Copy the lines below without any changes.

Data entries:
::::::::
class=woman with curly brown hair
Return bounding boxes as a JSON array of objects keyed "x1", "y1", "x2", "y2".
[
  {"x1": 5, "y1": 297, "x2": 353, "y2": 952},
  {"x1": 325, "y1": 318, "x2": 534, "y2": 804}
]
::::::::
> **Worked answer**:
class=woman with curly brown hair
Return bounding boxes as a JSON array of objects keyed "x1", "y1", "x2", "y2".
[
  {"x1": 5, "y1": 297, "x2": 353, "y2": 952},
  {"x1": 325, "y1": 318, "x2": 534, "y2": 804}
]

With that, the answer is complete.